**Aim of the task:** Work out how many lines of the records contain "knob". Answer with the number and nothing else.

[Items from a data source]
::::::

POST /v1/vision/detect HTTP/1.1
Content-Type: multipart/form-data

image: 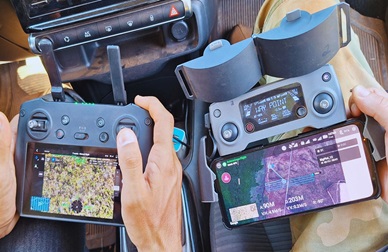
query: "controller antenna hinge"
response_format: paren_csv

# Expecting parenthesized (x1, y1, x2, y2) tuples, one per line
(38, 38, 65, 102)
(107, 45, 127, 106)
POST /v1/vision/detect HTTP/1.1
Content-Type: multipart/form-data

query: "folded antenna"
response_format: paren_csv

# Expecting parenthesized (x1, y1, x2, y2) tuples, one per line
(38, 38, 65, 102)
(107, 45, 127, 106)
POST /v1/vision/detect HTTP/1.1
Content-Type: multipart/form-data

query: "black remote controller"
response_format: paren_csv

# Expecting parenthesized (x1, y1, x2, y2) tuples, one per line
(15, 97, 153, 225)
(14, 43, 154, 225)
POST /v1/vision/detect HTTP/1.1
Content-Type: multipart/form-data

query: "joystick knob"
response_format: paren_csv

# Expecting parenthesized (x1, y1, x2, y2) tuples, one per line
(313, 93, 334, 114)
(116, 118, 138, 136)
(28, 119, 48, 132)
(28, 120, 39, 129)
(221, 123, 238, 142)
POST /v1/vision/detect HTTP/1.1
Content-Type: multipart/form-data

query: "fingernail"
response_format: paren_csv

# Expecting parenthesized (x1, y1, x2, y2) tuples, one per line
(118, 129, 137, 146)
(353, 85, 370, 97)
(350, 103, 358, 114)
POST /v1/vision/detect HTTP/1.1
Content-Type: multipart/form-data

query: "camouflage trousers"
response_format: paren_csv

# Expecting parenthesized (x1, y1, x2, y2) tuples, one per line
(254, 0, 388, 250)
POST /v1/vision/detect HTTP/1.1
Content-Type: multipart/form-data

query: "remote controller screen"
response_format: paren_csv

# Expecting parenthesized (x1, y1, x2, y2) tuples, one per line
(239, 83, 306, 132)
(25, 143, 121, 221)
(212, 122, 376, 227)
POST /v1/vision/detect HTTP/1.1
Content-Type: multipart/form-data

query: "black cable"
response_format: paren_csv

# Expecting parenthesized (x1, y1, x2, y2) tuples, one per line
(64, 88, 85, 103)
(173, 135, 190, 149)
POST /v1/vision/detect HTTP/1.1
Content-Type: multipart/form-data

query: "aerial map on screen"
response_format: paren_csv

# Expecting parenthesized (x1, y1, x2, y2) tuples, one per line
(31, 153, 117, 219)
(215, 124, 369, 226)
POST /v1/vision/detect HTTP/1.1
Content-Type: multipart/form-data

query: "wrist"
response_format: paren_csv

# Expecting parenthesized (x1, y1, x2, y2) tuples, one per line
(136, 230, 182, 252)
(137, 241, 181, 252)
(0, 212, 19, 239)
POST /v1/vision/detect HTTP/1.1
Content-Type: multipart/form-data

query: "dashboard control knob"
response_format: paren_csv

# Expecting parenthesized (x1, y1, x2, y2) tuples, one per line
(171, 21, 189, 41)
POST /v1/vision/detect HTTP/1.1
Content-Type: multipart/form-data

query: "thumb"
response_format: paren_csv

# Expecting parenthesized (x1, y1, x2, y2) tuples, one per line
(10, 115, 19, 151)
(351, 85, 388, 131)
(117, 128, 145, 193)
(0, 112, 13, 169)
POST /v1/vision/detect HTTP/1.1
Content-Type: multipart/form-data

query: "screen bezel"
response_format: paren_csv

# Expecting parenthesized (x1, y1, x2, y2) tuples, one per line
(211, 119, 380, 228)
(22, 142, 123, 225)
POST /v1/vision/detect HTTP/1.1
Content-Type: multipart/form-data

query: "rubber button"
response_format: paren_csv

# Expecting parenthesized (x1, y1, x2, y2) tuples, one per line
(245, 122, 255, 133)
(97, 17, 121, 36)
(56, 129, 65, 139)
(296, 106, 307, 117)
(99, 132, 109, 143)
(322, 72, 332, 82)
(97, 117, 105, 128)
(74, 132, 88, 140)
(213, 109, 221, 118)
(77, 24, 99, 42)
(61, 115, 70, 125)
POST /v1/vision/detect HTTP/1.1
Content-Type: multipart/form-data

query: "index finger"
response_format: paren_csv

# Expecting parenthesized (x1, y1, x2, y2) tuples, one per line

::::::

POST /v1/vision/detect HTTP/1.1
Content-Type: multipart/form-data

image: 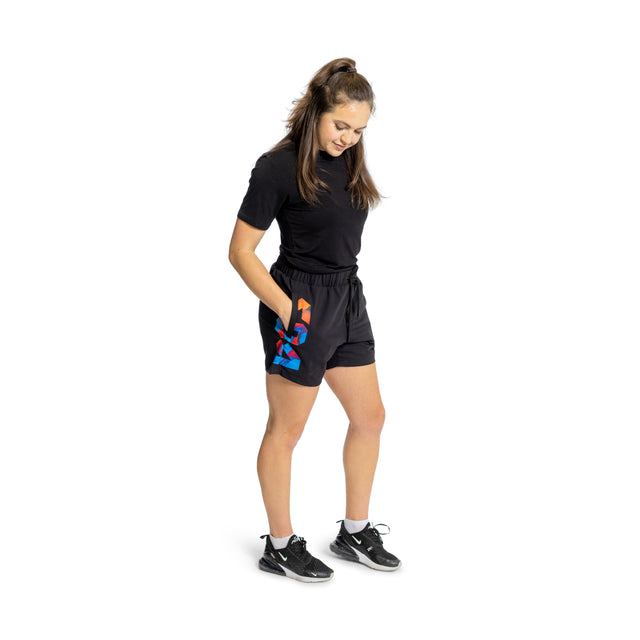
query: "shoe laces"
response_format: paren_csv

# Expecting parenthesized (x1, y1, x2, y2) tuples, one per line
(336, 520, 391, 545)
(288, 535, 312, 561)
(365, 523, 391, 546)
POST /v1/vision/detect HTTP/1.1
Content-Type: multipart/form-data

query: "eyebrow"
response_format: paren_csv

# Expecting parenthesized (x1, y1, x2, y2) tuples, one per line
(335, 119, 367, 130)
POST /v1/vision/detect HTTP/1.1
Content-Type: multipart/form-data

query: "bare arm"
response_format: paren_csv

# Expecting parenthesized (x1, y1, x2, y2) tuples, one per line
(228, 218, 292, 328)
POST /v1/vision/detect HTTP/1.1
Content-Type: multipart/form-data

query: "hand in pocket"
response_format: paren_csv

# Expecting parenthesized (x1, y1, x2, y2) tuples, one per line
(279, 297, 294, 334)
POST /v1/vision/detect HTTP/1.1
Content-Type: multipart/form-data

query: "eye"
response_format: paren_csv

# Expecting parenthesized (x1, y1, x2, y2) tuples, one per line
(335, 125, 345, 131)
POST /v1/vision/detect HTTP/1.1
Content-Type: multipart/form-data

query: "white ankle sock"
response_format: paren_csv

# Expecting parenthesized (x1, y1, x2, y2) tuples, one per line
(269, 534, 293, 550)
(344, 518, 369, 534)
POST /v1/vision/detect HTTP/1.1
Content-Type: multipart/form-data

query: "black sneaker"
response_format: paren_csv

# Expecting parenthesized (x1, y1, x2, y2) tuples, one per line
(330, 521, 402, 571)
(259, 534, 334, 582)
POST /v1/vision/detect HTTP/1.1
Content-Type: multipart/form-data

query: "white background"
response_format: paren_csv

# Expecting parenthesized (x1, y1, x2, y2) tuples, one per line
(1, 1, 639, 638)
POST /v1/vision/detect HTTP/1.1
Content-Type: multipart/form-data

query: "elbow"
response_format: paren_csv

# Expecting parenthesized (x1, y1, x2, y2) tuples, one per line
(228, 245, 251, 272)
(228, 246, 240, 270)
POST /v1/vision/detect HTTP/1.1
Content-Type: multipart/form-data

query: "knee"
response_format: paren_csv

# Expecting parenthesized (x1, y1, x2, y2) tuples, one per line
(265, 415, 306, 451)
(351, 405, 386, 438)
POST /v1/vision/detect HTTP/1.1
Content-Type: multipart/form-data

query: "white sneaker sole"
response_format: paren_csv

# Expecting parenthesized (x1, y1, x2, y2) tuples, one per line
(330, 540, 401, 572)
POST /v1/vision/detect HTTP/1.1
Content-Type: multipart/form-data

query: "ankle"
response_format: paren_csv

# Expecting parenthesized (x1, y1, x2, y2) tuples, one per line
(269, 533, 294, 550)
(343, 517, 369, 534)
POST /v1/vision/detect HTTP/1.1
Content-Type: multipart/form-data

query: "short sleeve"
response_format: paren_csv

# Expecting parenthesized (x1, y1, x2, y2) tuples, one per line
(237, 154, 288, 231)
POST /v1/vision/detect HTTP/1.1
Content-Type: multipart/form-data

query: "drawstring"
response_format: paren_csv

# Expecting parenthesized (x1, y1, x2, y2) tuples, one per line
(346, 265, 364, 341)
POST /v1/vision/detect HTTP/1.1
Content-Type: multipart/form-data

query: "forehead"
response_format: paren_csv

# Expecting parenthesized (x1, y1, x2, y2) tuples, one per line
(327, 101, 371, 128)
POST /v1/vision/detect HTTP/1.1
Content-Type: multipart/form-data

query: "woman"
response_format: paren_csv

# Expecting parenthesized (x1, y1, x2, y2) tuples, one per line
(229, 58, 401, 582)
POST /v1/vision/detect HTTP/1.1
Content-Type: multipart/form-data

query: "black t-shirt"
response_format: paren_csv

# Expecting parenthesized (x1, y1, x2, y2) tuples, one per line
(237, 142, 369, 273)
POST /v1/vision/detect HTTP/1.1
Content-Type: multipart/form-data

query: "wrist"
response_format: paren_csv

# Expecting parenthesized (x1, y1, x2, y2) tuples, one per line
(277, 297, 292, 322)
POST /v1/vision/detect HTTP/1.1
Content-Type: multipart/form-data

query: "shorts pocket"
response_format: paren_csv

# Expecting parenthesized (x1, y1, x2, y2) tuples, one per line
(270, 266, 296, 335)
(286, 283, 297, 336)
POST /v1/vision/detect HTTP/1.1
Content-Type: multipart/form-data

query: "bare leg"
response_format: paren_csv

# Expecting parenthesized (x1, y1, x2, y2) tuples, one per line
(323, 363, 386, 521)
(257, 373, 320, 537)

::::::

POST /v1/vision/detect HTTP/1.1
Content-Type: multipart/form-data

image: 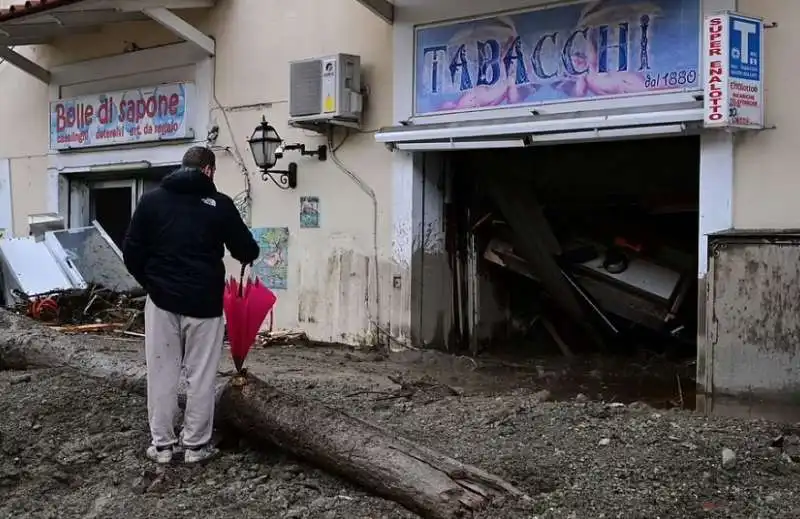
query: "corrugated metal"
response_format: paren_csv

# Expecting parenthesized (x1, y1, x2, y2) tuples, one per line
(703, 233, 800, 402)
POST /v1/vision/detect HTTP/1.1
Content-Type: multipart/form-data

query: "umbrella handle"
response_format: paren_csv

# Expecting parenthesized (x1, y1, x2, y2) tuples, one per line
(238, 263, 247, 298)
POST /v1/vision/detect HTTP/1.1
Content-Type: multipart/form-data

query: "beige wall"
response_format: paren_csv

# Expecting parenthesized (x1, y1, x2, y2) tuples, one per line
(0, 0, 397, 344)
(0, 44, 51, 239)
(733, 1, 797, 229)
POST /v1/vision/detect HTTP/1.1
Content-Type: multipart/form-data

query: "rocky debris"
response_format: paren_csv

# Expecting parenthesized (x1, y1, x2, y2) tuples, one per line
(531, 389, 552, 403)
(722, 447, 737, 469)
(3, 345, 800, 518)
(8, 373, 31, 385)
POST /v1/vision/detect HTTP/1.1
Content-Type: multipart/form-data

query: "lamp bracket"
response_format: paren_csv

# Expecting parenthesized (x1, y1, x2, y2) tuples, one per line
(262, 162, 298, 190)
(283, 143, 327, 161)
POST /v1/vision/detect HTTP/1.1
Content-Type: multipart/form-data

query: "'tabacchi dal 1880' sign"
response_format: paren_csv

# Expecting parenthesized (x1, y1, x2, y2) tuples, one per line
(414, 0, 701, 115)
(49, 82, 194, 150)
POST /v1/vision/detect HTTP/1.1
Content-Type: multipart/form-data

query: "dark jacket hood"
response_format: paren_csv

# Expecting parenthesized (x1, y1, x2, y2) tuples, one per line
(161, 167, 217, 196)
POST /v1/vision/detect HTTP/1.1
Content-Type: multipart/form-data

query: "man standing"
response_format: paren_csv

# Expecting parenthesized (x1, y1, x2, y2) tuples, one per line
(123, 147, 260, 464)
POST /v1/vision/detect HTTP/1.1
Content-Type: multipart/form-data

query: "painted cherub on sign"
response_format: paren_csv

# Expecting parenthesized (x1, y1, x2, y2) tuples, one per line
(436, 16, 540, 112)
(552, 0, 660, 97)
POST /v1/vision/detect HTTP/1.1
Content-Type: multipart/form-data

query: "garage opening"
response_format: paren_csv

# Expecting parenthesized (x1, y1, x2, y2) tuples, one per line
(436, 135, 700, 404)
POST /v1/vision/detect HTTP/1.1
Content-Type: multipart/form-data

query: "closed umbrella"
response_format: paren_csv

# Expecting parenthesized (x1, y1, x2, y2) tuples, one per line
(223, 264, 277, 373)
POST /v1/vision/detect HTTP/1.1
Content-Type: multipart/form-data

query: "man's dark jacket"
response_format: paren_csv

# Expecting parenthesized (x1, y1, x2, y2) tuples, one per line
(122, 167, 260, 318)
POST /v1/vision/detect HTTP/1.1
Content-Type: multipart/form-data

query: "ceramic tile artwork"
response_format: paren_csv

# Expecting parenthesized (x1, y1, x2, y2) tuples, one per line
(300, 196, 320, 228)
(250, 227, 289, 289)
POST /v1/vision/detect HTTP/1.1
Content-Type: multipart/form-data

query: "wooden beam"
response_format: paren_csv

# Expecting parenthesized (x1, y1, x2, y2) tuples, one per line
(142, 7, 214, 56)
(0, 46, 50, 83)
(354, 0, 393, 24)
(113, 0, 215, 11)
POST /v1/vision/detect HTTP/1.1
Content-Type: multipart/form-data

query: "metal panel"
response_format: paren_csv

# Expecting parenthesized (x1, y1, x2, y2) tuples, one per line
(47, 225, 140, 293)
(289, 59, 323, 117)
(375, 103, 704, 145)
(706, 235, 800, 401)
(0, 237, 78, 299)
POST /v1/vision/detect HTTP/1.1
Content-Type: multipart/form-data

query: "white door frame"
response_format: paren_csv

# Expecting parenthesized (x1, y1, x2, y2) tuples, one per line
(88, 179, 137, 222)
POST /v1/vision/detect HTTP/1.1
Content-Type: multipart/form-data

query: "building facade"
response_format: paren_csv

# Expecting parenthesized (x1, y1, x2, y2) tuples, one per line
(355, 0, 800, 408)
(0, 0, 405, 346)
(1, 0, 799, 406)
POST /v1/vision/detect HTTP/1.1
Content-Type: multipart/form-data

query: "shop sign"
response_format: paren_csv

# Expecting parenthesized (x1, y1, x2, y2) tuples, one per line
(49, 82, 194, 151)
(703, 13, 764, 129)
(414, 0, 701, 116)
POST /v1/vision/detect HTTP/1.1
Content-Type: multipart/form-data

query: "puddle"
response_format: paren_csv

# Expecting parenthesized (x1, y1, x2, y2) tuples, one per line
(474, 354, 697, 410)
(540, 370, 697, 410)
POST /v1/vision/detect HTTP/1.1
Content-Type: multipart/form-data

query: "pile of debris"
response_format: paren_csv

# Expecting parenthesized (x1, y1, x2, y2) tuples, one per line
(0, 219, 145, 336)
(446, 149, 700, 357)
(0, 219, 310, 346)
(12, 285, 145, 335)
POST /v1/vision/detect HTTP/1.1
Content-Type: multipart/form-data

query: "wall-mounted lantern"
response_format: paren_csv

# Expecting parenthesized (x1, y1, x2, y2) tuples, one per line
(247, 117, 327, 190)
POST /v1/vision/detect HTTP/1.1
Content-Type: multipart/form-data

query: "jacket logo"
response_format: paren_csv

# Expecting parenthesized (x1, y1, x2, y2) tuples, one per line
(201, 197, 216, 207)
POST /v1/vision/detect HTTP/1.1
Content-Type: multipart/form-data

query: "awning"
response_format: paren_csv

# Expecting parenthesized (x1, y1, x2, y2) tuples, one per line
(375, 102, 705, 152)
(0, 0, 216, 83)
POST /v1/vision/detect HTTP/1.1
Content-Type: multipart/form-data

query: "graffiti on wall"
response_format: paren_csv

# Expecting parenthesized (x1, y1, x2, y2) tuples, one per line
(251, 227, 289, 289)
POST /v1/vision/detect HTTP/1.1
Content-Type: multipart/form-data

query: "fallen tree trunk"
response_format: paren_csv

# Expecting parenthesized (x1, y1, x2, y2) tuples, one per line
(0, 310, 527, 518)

::::::

**Solution to this task:** 2